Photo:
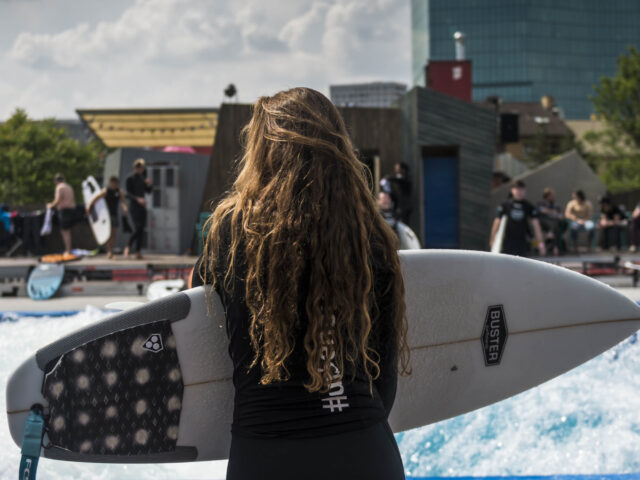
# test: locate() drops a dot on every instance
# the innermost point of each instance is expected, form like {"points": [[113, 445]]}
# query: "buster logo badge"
{"points": [[494, 335], [153, 343]]}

**********

__Requirement__
Please render the rows above as a Markdown table with the columns "No." and "Text", giving each non-blank line its own number and leaving out blank lines and the pictures.

__Problem solution__
| No. | Text |
|---|---|
| 1 | Photo: |
| 2 | # test: locate() drops a dot on every instance |
| 3 | # the innermost point of each instance is expected, form like {"points": [[113, 445]]} |
| 4 | # query: "buster logo badge" |
| 5 | {"points": [[494, 335], [153, 343]]} |